Stated goal 1
Answer these questions about the gfal project description below:
(a) What library is gfal built on?
(b) What command installs gfal?
(c) What do you need in addition for XRootD (root://) support?

— start Document extract —

Skip to main content

Grid File Access Library — Python rewrite of gfal2, based on fsspec (HTTP/HTTPS by default, optional XRootD)

Project description

gfal

CI Codecov PyPI PyPI Downloads Conda Python License All Contributors Lines of code Lines of tests Tests

Grid File Access Library — Python rewrite of gfal2

Documentation: lobis.github.io/gfal

A pip-installable Python-only rewrite of the gfal2-util CLI tools, built on fsspec — no C library required. Supports HTTP/HTTPS out of the box, with XRootD support via fsspec-xrootd when XRootD bindings are available, plus optional S3 and SSH/SFTP backends via their corresponding fsspec drivers.

gfal is both a Python library (sync + async) and a command-line tool. Use it to stat, list, copy, checksum, and manage files on local, HTTP/WebDAV, and XRootD storage from Python or the terminal.

Installation

pip install gfal

This installs the CLI and the Python library with local-file and HTTP/HTTPS support. For XRootD (root://) support, you additionally need XRootD bindings:

# Conda (recommended)

— end Document extract —
— start Dataset records —

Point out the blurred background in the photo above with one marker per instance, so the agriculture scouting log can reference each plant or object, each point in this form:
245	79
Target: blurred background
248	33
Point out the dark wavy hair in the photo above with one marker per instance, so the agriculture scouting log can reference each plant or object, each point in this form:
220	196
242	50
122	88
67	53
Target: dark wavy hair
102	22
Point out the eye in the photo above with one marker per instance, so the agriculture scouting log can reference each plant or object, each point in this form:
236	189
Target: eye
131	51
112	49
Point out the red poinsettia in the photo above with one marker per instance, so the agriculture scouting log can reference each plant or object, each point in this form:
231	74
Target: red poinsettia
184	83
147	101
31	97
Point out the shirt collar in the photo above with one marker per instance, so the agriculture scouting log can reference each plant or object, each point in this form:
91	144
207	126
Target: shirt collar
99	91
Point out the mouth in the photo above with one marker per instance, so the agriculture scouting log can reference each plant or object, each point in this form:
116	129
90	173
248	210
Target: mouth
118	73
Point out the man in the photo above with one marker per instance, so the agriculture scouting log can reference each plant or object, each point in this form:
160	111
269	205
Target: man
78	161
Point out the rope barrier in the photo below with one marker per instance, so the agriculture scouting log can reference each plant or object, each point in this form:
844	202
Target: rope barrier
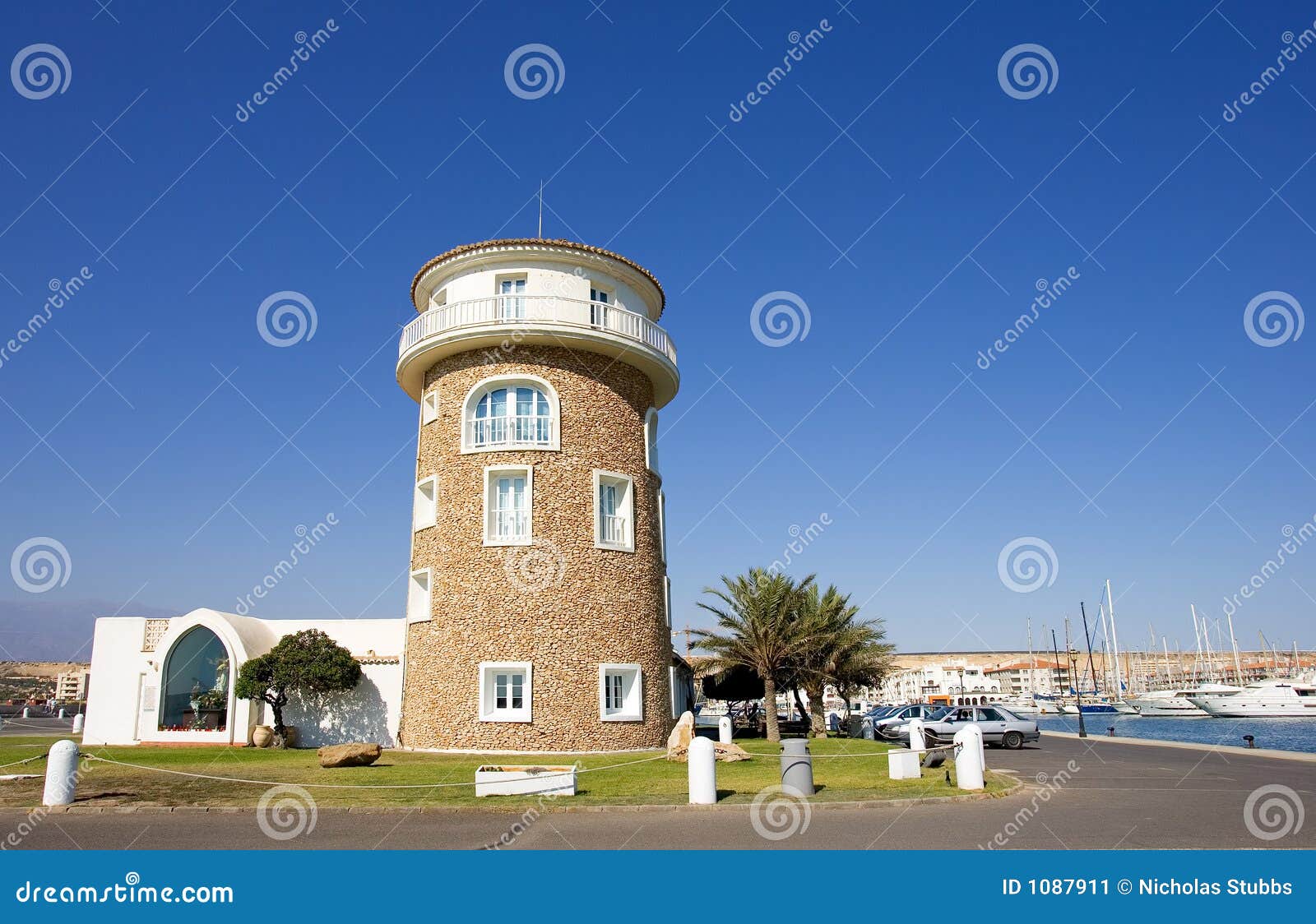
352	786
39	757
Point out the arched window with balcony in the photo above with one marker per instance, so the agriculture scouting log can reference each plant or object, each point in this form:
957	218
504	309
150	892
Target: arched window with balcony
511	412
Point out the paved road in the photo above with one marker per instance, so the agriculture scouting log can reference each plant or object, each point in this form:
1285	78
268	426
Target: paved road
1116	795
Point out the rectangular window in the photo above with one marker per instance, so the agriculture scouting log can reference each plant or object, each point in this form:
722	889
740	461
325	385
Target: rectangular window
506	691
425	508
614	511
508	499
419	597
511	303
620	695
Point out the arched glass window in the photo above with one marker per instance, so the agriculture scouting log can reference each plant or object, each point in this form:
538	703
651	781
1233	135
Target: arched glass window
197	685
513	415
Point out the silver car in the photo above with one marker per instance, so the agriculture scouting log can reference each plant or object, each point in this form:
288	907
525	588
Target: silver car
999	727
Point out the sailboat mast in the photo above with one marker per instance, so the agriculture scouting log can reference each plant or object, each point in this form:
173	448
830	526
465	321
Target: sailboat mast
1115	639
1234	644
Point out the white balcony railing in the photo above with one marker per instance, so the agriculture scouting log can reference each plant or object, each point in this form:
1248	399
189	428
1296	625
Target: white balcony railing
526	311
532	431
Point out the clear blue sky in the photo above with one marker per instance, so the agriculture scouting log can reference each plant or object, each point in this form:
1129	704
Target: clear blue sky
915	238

— end Dataset records —

Stated goal 2
Rewrite the listing from the line that contains "Point out the arched glass" through the end of the listing, both included, replacing "silver car" with "gray car" everywhere and changing nothing else.

Written answer 1
(a) fsspec
(b) pip install gfal
(c) XRootD bindings

Written answer 2
Point out the arched glass window in the photo above with one marker per instance, so the agriculture scouting log can reference each plant or object, each point in this form:
538	703
651	781
1233	135
Target: arched glass window
197	685
513	415
Point out the gray car in the photo above with one marker per instance, so the agriculture scouting log can reference each plant or object, each point in this form:
288	907
525	588
Target: gray car
999	727
Point out the sailboat mast in the photo above with one marker per instance, so the agriculture scouting log can reference each plant or object, each point in this form:
173	448
830	526
465	321
Target: sailboat mast
1115	639
1234	644
Point out the white balcony railing in the photo above with one marker per instance, so the agriculture scouting log can reference each plant or object, each point in this form:
1248	399
189	428
1296	625
Target: white balcony railing
526	311
532	431
Point out the clear blue sky in the photo above with one marker per instance, so the agriculture scouting log can reference each plant or object, each point in this form:
1129	704
Target: clear blue sky
915	238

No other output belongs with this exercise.